Set exercise - Show every line of the items below that contains the word "high", copying each one in full.

Records to use -
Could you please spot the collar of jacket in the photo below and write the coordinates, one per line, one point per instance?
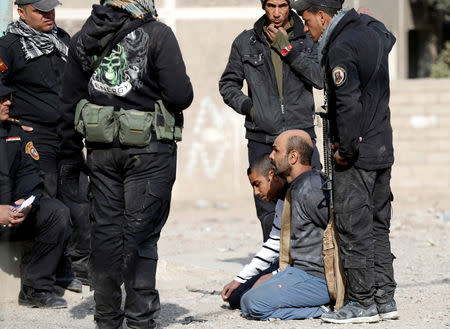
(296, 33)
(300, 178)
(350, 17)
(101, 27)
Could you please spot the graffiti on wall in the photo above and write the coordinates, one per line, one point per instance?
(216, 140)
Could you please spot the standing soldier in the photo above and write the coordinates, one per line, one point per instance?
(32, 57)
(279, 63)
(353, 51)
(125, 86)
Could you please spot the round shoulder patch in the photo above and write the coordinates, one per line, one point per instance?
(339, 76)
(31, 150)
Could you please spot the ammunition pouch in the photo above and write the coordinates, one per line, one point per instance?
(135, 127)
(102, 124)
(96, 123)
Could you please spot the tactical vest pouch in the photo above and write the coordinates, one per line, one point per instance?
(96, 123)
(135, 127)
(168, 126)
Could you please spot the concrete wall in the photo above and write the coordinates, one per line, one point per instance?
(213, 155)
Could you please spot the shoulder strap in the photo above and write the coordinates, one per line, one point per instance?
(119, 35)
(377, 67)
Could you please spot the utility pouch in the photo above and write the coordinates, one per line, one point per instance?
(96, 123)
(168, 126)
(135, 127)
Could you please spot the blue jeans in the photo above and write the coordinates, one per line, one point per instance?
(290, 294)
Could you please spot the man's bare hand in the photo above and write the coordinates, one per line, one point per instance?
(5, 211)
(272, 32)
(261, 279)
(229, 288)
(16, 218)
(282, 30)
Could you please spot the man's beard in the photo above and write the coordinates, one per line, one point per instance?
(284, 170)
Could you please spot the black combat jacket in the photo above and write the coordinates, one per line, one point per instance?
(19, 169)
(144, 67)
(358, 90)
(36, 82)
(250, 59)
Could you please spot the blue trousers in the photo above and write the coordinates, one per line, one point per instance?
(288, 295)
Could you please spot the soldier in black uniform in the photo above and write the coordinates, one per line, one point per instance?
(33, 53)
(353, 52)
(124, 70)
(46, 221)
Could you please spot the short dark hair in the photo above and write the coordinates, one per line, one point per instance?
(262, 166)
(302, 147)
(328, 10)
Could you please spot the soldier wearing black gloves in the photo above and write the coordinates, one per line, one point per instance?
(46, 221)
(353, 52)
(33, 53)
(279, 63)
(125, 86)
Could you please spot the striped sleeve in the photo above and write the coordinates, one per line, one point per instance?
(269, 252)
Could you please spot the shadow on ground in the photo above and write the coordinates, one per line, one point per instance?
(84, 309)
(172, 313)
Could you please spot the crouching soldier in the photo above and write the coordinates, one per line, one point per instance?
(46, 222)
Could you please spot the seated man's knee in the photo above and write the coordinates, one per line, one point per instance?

==

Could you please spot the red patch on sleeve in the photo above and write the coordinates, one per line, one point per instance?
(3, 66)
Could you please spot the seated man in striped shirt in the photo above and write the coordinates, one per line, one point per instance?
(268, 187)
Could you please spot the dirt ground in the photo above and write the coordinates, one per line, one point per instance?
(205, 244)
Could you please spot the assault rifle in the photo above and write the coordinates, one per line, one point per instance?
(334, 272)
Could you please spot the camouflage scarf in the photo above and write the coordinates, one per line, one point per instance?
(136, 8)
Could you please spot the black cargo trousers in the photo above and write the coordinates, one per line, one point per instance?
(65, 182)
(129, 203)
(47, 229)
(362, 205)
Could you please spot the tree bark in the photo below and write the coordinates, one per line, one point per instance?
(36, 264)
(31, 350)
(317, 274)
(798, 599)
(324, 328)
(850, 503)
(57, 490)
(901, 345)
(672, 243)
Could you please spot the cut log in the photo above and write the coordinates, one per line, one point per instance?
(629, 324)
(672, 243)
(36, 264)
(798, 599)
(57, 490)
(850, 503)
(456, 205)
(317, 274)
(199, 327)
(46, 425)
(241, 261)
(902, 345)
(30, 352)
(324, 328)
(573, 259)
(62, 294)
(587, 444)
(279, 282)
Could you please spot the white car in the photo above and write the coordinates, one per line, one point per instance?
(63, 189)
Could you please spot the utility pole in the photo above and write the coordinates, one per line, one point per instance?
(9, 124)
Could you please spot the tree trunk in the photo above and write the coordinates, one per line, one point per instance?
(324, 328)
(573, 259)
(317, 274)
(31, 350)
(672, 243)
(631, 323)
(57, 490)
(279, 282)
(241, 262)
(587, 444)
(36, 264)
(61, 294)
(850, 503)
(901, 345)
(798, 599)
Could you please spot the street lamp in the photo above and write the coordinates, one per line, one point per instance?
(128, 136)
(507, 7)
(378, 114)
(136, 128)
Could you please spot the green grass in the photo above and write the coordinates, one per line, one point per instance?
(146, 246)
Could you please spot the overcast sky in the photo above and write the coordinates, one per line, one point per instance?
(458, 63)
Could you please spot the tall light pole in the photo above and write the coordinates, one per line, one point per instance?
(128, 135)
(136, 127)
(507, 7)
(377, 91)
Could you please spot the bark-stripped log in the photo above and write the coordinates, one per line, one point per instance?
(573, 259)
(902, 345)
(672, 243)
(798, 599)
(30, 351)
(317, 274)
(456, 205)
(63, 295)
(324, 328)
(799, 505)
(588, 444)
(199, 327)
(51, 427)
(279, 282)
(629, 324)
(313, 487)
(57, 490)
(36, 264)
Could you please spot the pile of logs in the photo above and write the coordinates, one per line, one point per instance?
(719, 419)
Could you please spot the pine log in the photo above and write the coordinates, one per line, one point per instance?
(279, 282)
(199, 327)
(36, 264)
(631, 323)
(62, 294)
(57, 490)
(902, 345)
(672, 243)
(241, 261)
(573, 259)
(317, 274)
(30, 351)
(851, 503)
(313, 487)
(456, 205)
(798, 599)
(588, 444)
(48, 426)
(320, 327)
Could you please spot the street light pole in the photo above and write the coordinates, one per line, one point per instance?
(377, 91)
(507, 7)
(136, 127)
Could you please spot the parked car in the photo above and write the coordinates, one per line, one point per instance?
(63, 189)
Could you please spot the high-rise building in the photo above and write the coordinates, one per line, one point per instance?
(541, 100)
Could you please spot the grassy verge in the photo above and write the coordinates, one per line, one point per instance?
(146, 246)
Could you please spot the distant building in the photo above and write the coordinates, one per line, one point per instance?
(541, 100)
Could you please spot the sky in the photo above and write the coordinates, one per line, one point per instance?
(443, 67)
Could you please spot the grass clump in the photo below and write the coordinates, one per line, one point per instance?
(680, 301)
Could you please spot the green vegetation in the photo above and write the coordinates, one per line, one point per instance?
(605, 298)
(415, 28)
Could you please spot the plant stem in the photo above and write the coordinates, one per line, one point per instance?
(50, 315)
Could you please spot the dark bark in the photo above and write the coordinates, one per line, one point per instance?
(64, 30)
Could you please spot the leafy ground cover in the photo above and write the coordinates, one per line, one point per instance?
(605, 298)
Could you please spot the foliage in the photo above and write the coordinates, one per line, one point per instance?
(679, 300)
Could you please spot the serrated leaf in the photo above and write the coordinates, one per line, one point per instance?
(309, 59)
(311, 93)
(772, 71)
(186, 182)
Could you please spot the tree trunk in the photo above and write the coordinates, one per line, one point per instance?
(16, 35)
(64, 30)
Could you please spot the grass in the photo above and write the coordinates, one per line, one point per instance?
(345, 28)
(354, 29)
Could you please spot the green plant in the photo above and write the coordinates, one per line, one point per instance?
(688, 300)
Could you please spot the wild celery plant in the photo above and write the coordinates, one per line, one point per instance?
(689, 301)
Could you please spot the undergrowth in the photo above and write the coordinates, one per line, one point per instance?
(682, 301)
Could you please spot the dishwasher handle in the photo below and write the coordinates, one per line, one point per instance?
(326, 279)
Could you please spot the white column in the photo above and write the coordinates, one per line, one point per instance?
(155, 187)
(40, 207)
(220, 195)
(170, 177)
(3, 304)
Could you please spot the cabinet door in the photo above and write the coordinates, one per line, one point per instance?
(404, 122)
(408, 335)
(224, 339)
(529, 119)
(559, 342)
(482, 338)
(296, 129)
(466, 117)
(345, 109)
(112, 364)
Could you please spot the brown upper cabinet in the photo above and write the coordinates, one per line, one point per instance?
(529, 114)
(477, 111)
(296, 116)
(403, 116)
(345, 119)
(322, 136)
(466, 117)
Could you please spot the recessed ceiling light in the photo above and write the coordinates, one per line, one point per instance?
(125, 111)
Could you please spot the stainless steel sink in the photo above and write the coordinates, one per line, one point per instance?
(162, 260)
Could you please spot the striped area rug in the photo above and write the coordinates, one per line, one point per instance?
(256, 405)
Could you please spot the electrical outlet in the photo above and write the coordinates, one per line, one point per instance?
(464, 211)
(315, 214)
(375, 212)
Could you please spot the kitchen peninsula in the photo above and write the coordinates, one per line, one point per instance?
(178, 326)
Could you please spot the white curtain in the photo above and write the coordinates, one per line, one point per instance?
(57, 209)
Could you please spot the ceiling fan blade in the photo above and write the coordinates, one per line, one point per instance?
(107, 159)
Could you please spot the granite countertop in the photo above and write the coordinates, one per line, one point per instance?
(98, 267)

* * *

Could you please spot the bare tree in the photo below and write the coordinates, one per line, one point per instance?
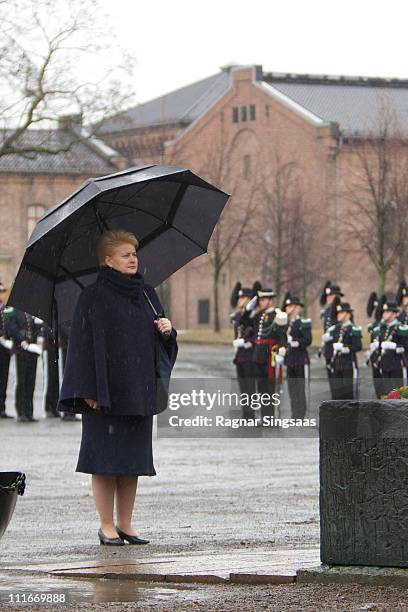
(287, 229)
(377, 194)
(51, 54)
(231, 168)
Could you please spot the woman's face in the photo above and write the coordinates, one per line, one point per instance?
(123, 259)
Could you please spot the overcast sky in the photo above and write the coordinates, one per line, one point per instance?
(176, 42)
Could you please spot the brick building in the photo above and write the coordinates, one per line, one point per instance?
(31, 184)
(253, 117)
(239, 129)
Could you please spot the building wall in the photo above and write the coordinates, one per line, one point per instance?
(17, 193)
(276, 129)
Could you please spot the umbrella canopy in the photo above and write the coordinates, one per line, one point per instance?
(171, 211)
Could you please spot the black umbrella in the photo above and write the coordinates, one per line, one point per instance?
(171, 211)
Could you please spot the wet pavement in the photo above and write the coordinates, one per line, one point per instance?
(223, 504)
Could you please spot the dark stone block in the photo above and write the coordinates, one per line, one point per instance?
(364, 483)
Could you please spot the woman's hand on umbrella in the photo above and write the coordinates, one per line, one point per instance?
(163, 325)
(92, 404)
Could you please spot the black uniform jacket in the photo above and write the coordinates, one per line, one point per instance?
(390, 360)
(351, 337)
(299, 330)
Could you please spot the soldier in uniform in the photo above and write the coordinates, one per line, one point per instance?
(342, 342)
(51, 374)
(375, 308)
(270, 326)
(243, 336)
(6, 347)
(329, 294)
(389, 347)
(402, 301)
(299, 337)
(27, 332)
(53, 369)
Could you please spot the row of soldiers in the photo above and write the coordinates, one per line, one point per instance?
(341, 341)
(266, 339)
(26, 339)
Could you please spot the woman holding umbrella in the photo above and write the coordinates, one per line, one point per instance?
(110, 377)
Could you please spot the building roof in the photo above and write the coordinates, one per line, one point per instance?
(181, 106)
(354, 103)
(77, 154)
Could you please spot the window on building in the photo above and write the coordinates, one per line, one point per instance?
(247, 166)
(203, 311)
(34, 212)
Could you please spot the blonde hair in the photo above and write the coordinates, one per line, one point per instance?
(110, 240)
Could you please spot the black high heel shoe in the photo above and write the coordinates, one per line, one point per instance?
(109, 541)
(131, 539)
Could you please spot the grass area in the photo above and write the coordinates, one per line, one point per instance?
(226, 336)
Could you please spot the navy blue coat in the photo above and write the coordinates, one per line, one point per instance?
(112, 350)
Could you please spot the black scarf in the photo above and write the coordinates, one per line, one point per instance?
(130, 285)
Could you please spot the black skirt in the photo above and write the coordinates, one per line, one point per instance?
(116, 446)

Full solution -
Could you please spot the high-rise building in the photo above and write the coordinates, one per line, one point per instance?
Could you please spot the black high heel shoe in the photo above and write the coordinates, one per line, one point per instance?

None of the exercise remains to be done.